» Instrução 1
Reescreva o trecho sobre licitações, de "Art. 14. Do" até "e comunidades quilombolas.", substituindo "agricultura familiar" por "produção familiar".
» Instrução 2
Copie fielmente, nos registros, tudo desde a linha que contém "Rules: pick out every instance of the cat's face" até a linha que contém "point(132, 93)".

Art. 2o As obras, serviços, inclusive de publicidade, compras, alienações, concessões, permissões e locações da Administração Pública, quando contratadas com terceiros, serão necessariamente precedidas de licitação, ressalvadas as hipóteses  previstas nesta Lei. (grifou-se)

Cabe evidenciar, ainda, que as aquisições governamentais também podem ser realizadas sob o regramento especificado pela Lei nº 10.520/2002 (Lei do Pregão).

Neste contexto, observa-se que a Lei nº 8.666/93, em seus artigos 17, 24 e 25, prevê os casos e hipóteses em que os processos licitatórios poderão ser, respectivamente: dispensados, dispensáveis ou inexigíveis.

Importante salientar que, mesmo existindo hipóteses que dispensam ou inexigem o processo licitatório, isso não desobriga a Administração Pública de observar procedimentos pertinentes a essas formas de licitar. Ou seja, mesmo para as hipóteses de licitações dispensadas ou inexigíveis a Lei trás formalidades indispensáveis e que devem ser prontamente atendidas pelos órgãos/entidades públicas licitantes, sob pena de incursão em crime.

Neste contexto, é pertinente registrar que a Lei nº 11.947/2009, em seu artigo 14, introduziu no ordenamento jurídico que rege as aquisições governamentais e as contratações públicas uma nova hipótese de licitação dispensável, ou seja, estatuiu outra hipótese de dispensa de licitações além daquelas previstas no artigo 24 da Lei nº 8.666/93, literis:

Art. 14. Do total dos recursos financeiros repassados pelo FNDE, no âmbito do PNAE, no mínimo 30% (trinta por cento) deverão ser utilizados na aquisição de gêneros alimentícios diretamente da agricultura familiar e do empreendedor familiar rural ou de suas organizações, priorizando-se os assentamentos da reforma agrária, as comunidades tradicionais indígenas e comunidades quilombolas.

» Registros do conjunto
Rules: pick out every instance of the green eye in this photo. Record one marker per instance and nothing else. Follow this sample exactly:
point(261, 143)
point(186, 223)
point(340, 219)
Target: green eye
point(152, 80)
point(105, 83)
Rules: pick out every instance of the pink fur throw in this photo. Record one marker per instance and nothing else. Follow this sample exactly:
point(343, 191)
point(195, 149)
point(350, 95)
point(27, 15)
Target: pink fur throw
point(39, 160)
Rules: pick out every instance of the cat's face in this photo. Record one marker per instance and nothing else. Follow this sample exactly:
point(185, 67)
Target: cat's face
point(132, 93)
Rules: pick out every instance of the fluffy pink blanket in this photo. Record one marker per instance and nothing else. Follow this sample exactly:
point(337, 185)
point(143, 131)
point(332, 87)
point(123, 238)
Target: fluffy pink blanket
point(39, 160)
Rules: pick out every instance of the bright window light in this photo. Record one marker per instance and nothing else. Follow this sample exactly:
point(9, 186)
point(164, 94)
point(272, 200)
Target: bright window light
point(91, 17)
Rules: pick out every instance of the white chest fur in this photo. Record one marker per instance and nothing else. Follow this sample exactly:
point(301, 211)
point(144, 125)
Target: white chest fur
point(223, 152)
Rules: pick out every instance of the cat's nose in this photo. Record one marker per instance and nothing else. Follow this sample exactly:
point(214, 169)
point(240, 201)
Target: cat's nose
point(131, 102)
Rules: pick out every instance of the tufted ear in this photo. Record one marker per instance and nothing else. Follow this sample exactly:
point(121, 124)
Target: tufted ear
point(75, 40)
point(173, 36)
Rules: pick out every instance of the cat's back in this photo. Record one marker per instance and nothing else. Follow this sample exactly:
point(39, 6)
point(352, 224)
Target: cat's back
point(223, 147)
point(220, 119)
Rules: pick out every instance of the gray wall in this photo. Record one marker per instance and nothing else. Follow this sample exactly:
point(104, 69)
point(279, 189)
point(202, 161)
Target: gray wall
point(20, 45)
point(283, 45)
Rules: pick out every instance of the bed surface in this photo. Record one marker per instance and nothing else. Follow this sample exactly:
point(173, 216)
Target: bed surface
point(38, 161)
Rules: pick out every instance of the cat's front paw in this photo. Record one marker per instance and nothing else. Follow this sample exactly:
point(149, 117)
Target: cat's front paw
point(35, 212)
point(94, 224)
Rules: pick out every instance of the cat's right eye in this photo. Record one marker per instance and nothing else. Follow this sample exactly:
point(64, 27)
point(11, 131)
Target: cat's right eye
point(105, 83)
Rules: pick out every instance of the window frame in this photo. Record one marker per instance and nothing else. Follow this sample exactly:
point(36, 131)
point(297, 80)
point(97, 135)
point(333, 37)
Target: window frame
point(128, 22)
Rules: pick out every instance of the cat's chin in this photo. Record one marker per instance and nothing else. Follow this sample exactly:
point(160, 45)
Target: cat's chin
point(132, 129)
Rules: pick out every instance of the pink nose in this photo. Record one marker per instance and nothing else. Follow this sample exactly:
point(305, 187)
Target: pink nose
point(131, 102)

» Resposta correta 1
Art. 14. Do total dos recursos financeiros repassados pelo FNDE, no âmbito do PNAE, no mínimo 30% (trinta por cento) deverão ser utilizados na aquisição de gêneros alimentícios diretamente da produção familiar e do empreendedor familiar rural ou de suas organizações, priorizando-se os assentamentos da reforma agrária, as comunidades tradicionais indígenas e comunidades quilombolas.

» Resposta correta 2
Rules: pick out every instance of the cat's face in this photo. Record one marker per instance and nothing else. Follow this sample exactly:
point(185, 67)
Target: cat's face
point(132, 93)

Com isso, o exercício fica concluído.